#### [DOCUMENT]

━━━━━━━━━━━━━━━━━━━━

Readings for Sixth Sunday after the Epiphany 11 February 2007 Vanderbilt Divinity Library Lectionary

For the Lectionary and other reflections, check out Sixth Sunday after the Epiphany Textweek


Jeremiah 17:5-10; Psalm 1; I Corinthians 15:12-20; Luke 6:17-26

In the name of God Father, Son and Holy Spirit, Amen

I grabbed this incident report off the Net yesterday. It occurred off the coast of Newfoundland but it could have occurred here. I just want you to picture it: it occurred at night at sea; it is very, very dark at night at sea. This is the actual transcript of a US Naval ship with Canadian authorities off the coast of Newfoundland in October 1995. The radio conversation was released by the Chief of Naval Operations on 10/10/95.
The Americans: Please divert your course 15 degrees to the North to avoid a collision.
Canadians: Recommend you divert your course 15 degrees to the South to avoid collision.
Americans: This is the Captain of a US Navy ship. I say again, divert your course.
Canadians: No, I say again, you divert your course.
Americans: This is the aircraft carrier USS Abraham Lincoln, the second largest ship in the United States’ Atlantic fleet. We are accompanied by three destroyers, three cruisers, and numerous support vessels. I demand that you change your course 15 degrees to the north that’s one five degrees north – or counter measures will be undertaken to ensure the safety of this ship.
Canadians: This is a lighthouse. Your call.

When we look and we see something, we interpret it, we perceive, and that’s what gives us a certainty about what we’re looking at. Without any change in the material world, without any change of substance, we can be given an insight that changes our perception and so too changes our certainty.

━━━━━━━━━━━━━━━━━━━━

#### [SOURCE DATA]

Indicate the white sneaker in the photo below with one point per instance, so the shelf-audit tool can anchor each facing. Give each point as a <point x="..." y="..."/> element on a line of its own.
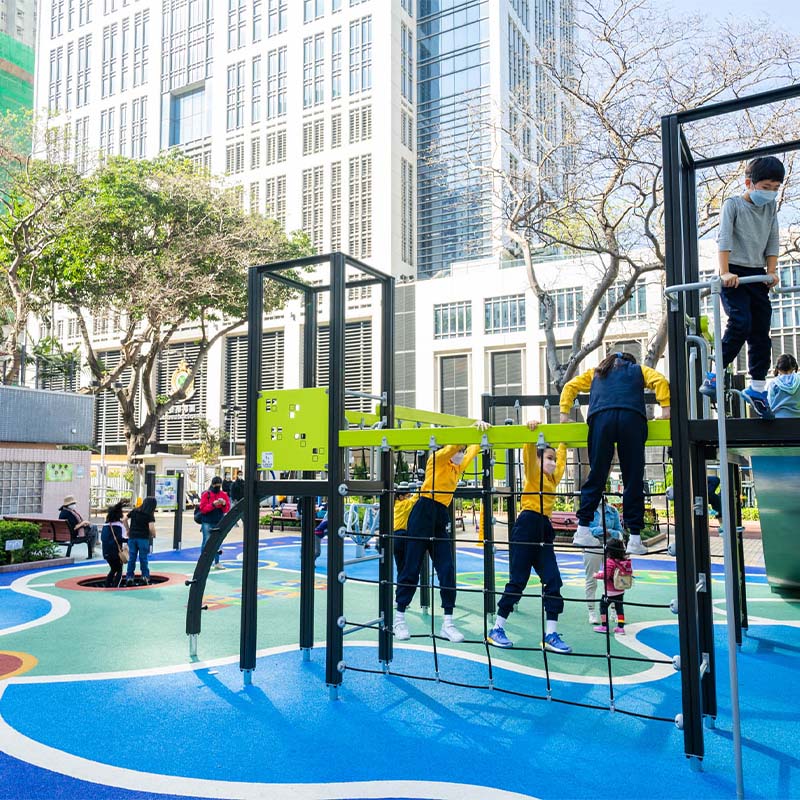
<point x="584" y="540"/>
<point x="449" y="631"/>
<point x="401" y="631"/>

━━━━━━━━━━━━━━━━━━━━

#### [REQUIRED ACTIONS]
1 – Print the sermon's text between "Canadians: No, I" and "lighthouse. Your call.", inclusive.
2 – In the radio exchange in the sermon, what do the Canadians say they are?

#### [TASK RESPONSES]
1 –
Canadians: No, I say again, you divert your course.
Americans: This is the aircraft carrier USS Abraham Lincoln, the second largest ship in the United States’ Atlantic fleet. We are accompanied by three destroyers, three cruisers, and numerous support vessels. I demand that you change your course 15 degrees to the north that’s one five degrees north – or counter measures will be undertaken to ensure the safety of this ship.
Canadians: This is a lighthouse. Your call.

2 – A lighthouse.